* START Selected passage *

Friday, January 23, 2015

Activity: The Pythagorean Theorem and Coordinate Proofs (Day 98)

There has been much discussion this week about the president's State of the Union address -- in particular, the proposal that community college be free for qualifying students.

Obviously, it's impossible to escape politics when discussing this proposal. Those who are of the same party as the president tend to support the plan, whereas members of the opposing party tend to reject the plan.

My blog, of course, is all about K-12 education, but there is so much discussion about this proposal that it's hard for me not to comment on it. Naturally, I'm of two minds on this issue. I'd like to compare this proposal to the college systems in other countries -- especially those that are considered superior to that of the United States. But most other countries don't have an exact equivalent of our community colleges.

On one hand, I support the idea of making sure that all people, regardless of demographics, are able to attain a comfortable middle-class lifestyle. To the extent that many students can't afford the college necessary to earn the degrees that make them attractive to employers, the proposal might become a good idea.

On the other hand, last week I proposed a Dickens age, namely 15 years of age. The proposal, where college is made free up to the normative age of 20, contradicts the concept of Dickens age. Recall that I defined the Dickens age to be the age at which a youngster can be encouraged to have a job -- that is, employment. A supporter of this Dickens age wouldn't be in favor of free schooling up to five years past that age. Instead of a plan to make college free, they would applaud a proposal to reduce the unemployment rate of youngsters from the Dickens age and above, to around the desirable rate for adults -- which, as I mentioned, is 5%

Reducing the unemployment rate for 15-year-old youngsters to 5% is politically complex. From an educational -- and especially a mathematical -- perspective, the idea is that a business that doesn't require its workers to know 12th grade math (calculus) should have no problem hiring a 15-year-old with only a ninth grade education.

Perhaps here's an idea that could combine the president's proposal to make school more affordable with the concept of a Dickens age. Recall that the normative student completes 7th grade math, which is my graduation requirement, at age 13 -- two years before the Dickens age. Then those intervening years could serve the same purpose as community college. Opportunities available at the junior college level -- including, most importantly, vocational training -- could be made available to those students age 13-15, so that when they leave school at the Dickens age, they will be more attractive to some employers.

I'd argue that as far as math is concerned, the normative student would keep on taking math classes at the 8th and 9th grade standards mentioned earlier this week (based on Singapore Secondary Two and Three), but it would not be terrible if they don't pass these classes, especially if they plan on applying to a job not requiring that much math.

Today is an activity day. As I mentioned earlier this week, I just can't resist presenting Pythagorean Proof #9 (from the Cut the Knot webpage) as an activity. To do this, we cut out the four right triangles (with sides of length a, b, and c) and the three squares (one square each with sides of length a, b, and c).

* END Selected passage *
* START Entries provided *

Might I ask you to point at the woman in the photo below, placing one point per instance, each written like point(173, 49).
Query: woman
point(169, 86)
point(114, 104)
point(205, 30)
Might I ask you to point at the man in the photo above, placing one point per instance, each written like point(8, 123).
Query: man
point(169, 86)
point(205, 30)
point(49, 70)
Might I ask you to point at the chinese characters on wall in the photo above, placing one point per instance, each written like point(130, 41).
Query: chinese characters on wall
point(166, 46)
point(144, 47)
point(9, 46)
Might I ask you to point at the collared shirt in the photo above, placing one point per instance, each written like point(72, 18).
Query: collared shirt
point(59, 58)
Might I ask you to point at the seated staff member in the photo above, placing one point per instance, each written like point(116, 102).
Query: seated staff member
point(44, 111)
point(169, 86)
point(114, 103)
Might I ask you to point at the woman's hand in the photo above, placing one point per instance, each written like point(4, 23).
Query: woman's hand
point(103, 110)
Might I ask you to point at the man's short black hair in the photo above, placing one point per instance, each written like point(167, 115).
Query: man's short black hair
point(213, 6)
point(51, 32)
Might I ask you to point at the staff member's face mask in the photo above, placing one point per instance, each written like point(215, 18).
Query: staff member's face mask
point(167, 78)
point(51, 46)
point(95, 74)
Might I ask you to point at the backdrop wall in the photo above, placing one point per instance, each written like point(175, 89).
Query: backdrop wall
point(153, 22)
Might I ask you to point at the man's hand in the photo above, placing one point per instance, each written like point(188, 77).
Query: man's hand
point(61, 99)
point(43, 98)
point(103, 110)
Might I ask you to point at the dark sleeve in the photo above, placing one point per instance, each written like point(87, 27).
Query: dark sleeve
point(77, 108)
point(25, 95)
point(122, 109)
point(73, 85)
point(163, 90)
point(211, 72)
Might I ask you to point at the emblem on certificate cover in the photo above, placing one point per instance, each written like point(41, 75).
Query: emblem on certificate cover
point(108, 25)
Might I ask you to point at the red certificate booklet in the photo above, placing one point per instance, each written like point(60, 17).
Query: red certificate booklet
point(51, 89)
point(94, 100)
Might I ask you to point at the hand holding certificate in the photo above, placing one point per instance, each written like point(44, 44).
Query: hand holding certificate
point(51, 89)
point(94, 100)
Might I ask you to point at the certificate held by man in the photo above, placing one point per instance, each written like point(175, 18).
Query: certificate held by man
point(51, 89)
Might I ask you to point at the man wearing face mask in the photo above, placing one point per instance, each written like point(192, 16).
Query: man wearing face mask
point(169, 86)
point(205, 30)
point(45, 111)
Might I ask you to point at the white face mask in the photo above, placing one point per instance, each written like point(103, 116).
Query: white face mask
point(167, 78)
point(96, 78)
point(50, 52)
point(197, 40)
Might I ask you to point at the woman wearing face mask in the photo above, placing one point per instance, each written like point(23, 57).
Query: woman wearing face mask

* END Entries provided *

> [What you will do]: Quote the blog post above, everything from "There has been" down to "reject the plan.".

> [Problem solution]:
There has been much discussion this week about the president's State of the Union address -- in particular, the proposal that community college be free for qualifying students.

Obviously, it's impossible to escape politics when discussing this proposal. Those who are of the same party as the president tend to support the plan, whereas members of the opposing party tend to reject the plan.